> _Supplied passage_:
^^^^^^^^
Influential, but overlooked in favor of the people who covered her.

4 By Betty Everett – 1963 – Past Daily Soundbooth: Soul Patrol Edition

Influential, but overlooked in favor of the people who covered her.
Influential, but overlooked in favor of the people who covered her.

Click on the link here for Audio Player – 4 by Betty Everett – 1963 – Vee-Jay Records (session masters)

The history of Rock may not have exclusive rights to the stories of the overlooked and underrated, but they have more than their fair share of them.

Case in point – Betty Everett. Probably best known by most oldies aficionados for her trademark Shoop Shoop Song (It’s In His Kiss), which as been a staple of most 60’s Soul retrospectives since reissues began. She recorded a substantial amount and recorded a lot of memorable songs. Trouble was, most of them were covered by other artists who went on to score massive hits from them, with Betty Everett receiving little more than a passing nod. Her first single for Vee-Jay was a minor 1963 hit, You’re No Good, which was recorded by a number of artists and became a smash hit for Linda Ronstadt. However, Betty did the original.

Tonight, as part of our occasional Soundbooth feature – I’m running four songs featuring Betty Everet during her Vee-Jay tenure. You’re No Good, I Can’t Hear You, Can I Get To Know You and The Shoop-Shoop Song.

If they sound a little different from what you’ve been used to hearing, it’s because they are from the original multi-track session masters and most likely haven’t been heard that way in a very long time.
^^^^^^^^
> _Your objective_:
Retype the Betty Everett post above in full, word for word and line for line.

(Dataset excerpt)
^^^^^^^^
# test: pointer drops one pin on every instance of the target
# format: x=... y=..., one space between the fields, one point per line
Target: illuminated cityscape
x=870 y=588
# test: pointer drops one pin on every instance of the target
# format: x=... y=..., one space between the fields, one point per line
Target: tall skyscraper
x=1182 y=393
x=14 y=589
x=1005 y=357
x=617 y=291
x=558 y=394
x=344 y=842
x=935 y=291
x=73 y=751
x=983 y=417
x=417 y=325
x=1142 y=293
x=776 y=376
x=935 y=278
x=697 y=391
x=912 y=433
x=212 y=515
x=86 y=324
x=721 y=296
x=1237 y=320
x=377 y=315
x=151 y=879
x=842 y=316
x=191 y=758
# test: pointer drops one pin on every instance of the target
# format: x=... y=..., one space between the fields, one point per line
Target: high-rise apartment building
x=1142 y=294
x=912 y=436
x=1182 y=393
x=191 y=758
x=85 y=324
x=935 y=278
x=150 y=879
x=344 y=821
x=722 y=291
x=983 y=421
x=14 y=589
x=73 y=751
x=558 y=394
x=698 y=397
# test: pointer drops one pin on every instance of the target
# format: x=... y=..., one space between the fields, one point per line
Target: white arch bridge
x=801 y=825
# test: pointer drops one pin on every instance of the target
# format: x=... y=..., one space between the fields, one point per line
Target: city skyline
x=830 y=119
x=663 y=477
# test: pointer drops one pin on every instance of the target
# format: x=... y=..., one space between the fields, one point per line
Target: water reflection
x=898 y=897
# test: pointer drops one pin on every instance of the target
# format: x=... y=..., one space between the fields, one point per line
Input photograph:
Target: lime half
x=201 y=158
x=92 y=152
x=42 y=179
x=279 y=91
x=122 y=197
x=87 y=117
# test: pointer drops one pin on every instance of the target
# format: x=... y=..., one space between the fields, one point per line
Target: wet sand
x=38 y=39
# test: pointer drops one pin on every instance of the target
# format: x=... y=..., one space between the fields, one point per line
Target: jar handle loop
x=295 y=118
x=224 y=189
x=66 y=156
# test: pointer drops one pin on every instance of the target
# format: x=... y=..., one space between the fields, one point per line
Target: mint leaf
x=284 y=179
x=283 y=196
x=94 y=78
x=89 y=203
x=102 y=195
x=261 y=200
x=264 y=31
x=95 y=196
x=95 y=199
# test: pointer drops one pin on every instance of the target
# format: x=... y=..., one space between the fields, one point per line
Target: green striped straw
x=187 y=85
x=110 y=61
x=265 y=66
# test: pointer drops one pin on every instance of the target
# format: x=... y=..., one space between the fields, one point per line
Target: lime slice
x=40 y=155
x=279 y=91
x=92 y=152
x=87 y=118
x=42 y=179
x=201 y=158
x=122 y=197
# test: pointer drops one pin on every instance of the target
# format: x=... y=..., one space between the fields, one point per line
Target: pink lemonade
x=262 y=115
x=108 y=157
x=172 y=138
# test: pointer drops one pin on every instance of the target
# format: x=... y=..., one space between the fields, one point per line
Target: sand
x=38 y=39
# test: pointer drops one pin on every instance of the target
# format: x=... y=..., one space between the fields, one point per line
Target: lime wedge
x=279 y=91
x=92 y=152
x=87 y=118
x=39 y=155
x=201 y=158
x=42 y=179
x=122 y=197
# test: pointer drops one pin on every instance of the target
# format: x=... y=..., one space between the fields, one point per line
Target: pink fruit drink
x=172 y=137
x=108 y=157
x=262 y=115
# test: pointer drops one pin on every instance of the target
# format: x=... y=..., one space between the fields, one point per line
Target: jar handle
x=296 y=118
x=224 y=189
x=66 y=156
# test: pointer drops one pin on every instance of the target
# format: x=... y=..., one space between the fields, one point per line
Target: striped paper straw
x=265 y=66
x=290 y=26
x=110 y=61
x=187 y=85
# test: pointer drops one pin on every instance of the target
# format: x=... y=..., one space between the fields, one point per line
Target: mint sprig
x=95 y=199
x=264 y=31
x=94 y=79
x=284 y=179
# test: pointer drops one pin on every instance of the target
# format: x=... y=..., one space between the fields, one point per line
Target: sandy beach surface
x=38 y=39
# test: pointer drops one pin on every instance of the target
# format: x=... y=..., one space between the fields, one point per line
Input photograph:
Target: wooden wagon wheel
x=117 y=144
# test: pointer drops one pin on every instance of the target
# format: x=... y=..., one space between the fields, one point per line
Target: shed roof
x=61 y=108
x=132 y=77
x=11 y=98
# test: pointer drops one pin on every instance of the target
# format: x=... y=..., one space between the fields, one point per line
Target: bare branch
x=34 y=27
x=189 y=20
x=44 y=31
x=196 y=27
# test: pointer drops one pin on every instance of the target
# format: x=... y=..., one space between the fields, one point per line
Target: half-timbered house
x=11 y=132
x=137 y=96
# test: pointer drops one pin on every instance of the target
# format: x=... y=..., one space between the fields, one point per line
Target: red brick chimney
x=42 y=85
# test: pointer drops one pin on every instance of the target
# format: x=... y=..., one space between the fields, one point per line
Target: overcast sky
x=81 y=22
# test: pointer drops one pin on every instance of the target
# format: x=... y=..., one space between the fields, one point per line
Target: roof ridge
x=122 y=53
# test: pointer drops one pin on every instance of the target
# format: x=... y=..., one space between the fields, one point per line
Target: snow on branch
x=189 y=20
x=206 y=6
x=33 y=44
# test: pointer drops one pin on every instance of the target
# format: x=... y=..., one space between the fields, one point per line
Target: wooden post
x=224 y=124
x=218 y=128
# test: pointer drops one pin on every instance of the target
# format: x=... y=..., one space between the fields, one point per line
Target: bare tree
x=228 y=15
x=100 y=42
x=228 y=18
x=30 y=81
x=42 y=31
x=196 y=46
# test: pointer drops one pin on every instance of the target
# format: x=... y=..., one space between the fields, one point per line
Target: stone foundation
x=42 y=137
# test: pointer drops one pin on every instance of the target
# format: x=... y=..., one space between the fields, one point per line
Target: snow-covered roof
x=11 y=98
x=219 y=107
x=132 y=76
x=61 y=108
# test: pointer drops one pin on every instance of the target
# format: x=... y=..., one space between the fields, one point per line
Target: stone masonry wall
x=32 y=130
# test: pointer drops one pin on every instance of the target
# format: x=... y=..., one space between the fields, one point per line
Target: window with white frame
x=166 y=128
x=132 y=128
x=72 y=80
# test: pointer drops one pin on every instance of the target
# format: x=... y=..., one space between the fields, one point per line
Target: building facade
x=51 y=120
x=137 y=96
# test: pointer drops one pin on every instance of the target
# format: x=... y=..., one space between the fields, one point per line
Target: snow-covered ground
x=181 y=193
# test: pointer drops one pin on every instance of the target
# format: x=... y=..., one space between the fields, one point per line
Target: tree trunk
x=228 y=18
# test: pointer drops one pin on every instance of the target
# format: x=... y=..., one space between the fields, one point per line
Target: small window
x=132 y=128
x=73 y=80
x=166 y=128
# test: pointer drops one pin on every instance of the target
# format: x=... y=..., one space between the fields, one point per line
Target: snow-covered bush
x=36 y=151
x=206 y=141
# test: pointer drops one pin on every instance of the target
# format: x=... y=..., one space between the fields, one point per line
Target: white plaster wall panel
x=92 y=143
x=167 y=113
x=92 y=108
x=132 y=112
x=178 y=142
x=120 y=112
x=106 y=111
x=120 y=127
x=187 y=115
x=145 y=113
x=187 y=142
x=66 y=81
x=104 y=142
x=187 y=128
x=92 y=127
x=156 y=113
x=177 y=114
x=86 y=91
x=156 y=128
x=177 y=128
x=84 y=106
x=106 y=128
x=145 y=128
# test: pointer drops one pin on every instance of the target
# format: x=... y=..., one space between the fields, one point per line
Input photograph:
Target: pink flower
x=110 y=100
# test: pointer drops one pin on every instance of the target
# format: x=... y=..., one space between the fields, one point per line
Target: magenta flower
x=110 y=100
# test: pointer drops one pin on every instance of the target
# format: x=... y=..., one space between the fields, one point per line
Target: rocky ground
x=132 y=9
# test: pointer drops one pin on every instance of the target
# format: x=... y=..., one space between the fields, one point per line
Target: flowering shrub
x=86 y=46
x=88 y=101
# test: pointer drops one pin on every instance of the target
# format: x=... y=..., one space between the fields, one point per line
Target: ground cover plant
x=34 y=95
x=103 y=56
^^^^^^^^
> _Solution_:
Influential, but overlooked in favor of the people who covered her.

4 By Betty Everett – 1963 – Past Daily Soundbooth: Soul Patrol Edition

Influential, but overlooked in favor of the people who covered her.
Influential, but overlooked in favor of the people who covered her.

Click on the link here for Audio Player – 4 by Betty Everett – 1963 – Vee-Jay Records (session masters)

The history of Rock may not have exclusive rights to the stories of the overlooked and underrated, but they have more than their fair share of them.

Case in point – Betty Everett. Probably best known by most oldies aficionados for her trademark Shoop Shoop Song (It’s In His Kiss), which as been a staple of most 60’s Soul retrospectives since reissues began. She recorded a substantial amount and recorded a lot of memorable songs. Trouble was, most of them were covered by other artists who went on to score massive hits from them, with Betty Everett receiving little more than a passing nod. Her first single for Vee-Jay was a minor 1963 hit, You’re No Good, which was recorded by a number of artists and became a smash hit for Linda Ronstadt. However, Betty did the original.

Tonight, as part of our occasional Soundbooth feature – I’m running four songs featuring Betty Everet during her Vee-Jay tenure. You’re No Good, I Can’t Hear You, Can I Get To Know You and The Shoop-Shoop Song.

If they sound a little different from what you’ve been used to hearing, it’s because they are from the original multi-track session masters and most likely haven’t been heard that way in a very long time.